_About this task_: Find the word "wall" in the material below and gather every line that contains it.

_Records for this exercise_:
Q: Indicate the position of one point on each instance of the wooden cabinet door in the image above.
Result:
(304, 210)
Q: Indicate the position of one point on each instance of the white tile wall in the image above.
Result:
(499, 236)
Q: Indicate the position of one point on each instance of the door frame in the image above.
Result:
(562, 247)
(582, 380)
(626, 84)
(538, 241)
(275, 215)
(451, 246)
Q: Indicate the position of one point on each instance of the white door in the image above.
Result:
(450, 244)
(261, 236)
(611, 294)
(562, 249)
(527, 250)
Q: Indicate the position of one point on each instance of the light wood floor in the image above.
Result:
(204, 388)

* * *

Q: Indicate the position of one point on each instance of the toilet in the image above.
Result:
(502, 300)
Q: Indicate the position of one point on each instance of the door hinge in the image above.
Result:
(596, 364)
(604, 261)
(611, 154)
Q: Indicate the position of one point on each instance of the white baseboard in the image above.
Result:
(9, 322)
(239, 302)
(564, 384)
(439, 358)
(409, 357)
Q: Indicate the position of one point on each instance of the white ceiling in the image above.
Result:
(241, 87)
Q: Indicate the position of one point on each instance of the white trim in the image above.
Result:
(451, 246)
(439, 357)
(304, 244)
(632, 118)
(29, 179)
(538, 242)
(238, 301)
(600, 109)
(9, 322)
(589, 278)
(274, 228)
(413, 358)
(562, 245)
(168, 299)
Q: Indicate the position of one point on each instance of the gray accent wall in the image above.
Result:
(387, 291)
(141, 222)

_Exercise answer_:
Q: Indicate the position of one point on each instance of the white tile wall in the image above.
Q: Indicate the position of one point on each instance of the gray accent wall in the image above.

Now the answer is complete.